▶ Task to complete: Extract the data exactly, missing nothing.
━━━ Task data
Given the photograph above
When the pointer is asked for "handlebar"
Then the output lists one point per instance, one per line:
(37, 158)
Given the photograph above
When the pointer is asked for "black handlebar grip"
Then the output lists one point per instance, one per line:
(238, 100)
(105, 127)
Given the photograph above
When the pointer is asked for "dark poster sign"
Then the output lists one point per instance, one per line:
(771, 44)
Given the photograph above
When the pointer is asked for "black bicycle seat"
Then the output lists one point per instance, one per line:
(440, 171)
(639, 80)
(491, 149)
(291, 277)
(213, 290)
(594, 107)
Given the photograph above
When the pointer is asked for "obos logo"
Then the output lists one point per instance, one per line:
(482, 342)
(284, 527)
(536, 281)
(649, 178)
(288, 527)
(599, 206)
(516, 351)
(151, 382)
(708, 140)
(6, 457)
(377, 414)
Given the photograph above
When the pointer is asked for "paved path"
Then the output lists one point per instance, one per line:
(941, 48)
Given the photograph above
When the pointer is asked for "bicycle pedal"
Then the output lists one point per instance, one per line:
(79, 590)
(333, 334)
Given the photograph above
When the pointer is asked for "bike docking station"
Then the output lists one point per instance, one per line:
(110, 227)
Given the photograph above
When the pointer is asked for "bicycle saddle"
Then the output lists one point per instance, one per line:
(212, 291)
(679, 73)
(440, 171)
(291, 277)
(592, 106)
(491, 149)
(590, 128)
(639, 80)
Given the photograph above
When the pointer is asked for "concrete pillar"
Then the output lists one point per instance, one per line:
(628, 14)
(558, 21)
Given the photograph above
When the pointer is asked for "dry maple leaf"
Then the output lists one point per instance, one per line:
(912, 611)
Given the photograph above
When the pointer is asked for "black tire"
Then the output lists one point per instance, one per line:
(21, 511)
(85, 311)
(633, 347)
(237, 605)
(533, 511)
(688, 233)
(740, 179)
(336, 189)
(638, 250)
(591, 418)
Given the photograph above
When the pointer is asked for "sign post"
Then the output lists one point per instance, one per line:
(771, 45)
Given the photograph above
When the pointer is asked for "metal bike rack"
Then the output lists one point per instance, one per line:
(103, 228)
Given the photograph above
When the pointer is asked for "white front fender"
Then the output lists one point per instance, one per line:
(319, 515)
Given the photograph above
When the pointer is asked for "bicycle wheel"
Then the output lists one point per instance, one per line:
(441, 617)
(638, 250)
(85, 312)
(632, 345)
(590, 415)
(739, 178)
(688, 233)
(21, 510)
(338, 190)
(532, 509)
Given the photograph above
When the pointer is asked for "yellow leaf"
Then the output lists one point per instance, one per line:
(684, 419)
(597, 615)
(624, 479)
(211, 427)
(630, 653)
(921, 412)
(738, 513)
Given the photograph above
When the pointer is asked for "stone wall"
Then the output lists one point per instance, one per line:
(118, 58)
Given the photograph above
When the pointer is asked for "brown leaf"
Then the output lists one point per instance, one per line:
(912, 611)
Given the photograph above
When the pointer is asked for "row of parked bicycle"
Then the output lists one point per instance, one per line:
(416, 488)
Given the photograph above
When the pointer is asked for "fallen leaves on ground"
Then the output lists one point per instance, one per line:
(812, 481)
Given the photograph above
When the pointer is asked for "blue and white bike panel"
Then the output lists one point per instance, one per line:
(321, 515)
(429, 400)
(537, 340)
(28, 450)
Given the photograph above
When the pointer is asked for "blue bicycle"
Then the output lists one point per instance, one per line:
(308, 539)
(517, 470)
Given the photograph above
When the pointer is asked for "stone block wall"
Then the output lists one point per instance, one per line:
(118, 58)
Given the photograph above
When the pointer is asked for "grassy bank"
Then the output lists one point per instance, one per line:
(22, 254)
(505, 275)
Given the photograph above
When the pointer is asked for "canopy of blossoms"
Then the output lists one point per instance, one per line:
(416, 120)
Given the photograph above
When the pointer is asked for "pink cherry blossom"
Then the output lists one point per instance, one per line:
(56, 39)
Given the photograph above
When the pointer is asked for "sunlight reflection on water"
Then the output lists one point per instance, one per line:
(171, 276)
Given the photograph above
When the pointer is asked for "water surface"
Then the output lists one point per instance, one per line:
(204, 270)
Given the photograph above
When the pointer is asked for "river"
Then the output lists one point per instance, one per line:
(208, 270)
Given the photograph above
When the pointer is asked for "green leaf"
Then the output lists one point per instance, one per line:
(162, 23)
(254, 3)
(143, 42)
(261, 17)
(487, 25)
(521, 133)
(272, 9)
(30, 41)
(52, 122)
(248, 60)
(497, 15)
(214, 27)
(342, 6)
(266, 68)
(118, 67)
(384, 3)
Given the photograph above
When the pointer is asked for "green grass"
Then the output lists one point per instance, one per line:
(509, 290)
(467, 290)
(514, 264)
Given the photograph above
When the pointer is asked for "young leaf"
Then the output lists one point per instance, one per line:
━━━━━━
▶ Task answer:
Given the photograph above
When the pointer is asked for "handlebar"
Then the output lists one point per instance, one per line:
(37, 158)
Given the photograph above
When the pointer is asked for "black handlebar grip"
Then the output lists one point per instance, one per line:
(238, 100)
(105, 127)
Given the photograph above
When the pointer is asked for "dark poster sign"
Then the output lists one point per instance, one per line:
(771, 44)
Given the photograph above
When the pointer is asked for "black bicycle seat"
Then the output lists one point per instance, one per line:
(440, 171)
(639, 80)
(491, 149)
(291, 277)
(213, 290)
(594, 107)
Given the photograph above
When the pointer is asked for "obos logo"
Then the output lists one point per instance, one per line:
(482, 342)
(284, 527)
(536, 281)
(649, 178)
(288, 527)
(599, 206)
(516, 351)
(151, 382)
(708, 140)
(6, 457)
(377, 414)
Given the photograph above
When the pointer is asked for "paved path"
Then the output lists one point per instance, one per line:
(941, 48)
Given the photograph above
When the pointer is asked for "bicycle pedal"
Then the output lists one point per instance, one per line:
(79, 590)
(333, 334)
Given the photograph above
When the pointer is asked for "bike docking station"
Then the output lists one point per instance, one per line:
(110, 227)
Given the photograph above
When the pointer is asked for "bicycle saddle"
Then the output lists one point per instance, one per line:
(212, 291)
(679, 73)
(440, 171)
(291, 277)
(592, 106)
(491, 149)
(590, 128)
(639, 80)
Given the photograph above
When the pointer is asked for "concrete pillar"
Then the output lists one point per instance, one per line:
(628, 14)
(558, 21)
Given the photograph above
When the pointer is asked for "dry maple leaf"
Then the output lists one point per instance, one per line:
(912, 611)
Given the photograph above
When the pointer is asked for "black tire"
Then the output lists one point per instance, one per line:
(21, 511)
(85, 311)
(633, 347)
(237, 605)
(533, 511)
(688, 233)
(740, 179)
(336, 189)
(638, 250)
(591, 418)
Given the photograph above
When the pointer is asked for "sign post"
Then the output lists one point per instance, one per line:
(771, 45)
Given the photograph above
When the pointer is asked for "metal bike rack"
Then the output lists one point per instance, one per line:
(103, 228)
Given the photograph above
When the pointer is asked for "white front fender"
Then the output lists one point per instance, one per line:
(319, 515)
Given the photograph above
When the pointer is asked for "bicycle wheel"
Then the output lists one point per instance, one per line:
(441, 617)
(638, 250)
(85, 312)
(632, 345)
(590, 415)
(739, 178)
(688, 233)
(21, 510)
(338, 190)
(532, 509)
Given the photograph above
When the pointer is asked for "yellow leaf"
Then the output lists one point per instance, one per line:
(684, 419)
(597, 615)
(624, 479)
(211, 427)
(630, 653)
(921, 412)
(738, 513)
Given the photograph above
When the pointer is asked for "stone wall"
Then the output lists one point per instance, one per line:
(118, 58)
Given the photograph above
When the pointer is asked for "brown leaf"
Then the output lists one point per instance, one per line:
(912, 611)
Given the photograph above
When the pointer is asked for "row of parked bicycle"
Then the output lists one point per instance, one per line:
(416, 488)
Given the photograph above
When the pointer is asked for "fallen leaves on ground"
Then the output lists one point per instance, one per line:
(812, 481)
Given the photograph above
When the pointer is asked for "blue and white bike panel"
Then the output lists one point per instance, one per line:
(321, 515)
(429, 400)
(537, 340)
(28, 450)
Given the photograph above
When the pointer is asked for "blue bicycle"
Then the output lists one point per instance, one per line:
(308, 539)
(517, 470)
Given the photograph above
When the pointer is asked for "stone block wall"
Then the output lists one point per instance, one per line:
(118, 58)
Given the photograph above
When the pointer is asked for "grassy bank"
Then the output lists one point per instance, one per line:
(22, 254)
(505, 275)
Given the photograph above
When the pointer is asked for "canopy of blossoms"
Then the output lists one point per instance, one per line:
(416, 120)
Given the photograph above
When the pointer is asked for "pink cherry blossom"
Then the output lists one point per instance, one per line:
(56, 39)
Given the photograph above
When the pointer is asked for "sunlight reflection on water"
Then the output lists one point per instance, one per line:
(171, 276)
Given the photograph above
When the pointer is asked for "water surface"
Then the output lists one point per instance, one per line:
(204, 270)
Given the photograph above
When the pointer is asked for "river"
Then the output lists one point per instance, one per line:
(208, 270)
Given the photograph above
When the pointer is asked for "green leaf"
Then the output lists one point per instance, one per line:
(162, 23)
(254, 3)
(143, 42)
(261, 17)
(487, 25)
(521, 133)
(272, 9)
(30, 41)
(52, 122)
(248, 60)
(497, 15)
(214, 27)
(342, 6)
(266, 68)
(118, 67)
(384, 3)
Given the photograph above
When the pointer is asked for "green grass"
Then the output lists one point per instance, one per line:
(509, 290)
(467, 290)
(514, 264)
Given the photograph above
When the pointer is asked for "young leaf"
Then the output lists one point per instance, one per line:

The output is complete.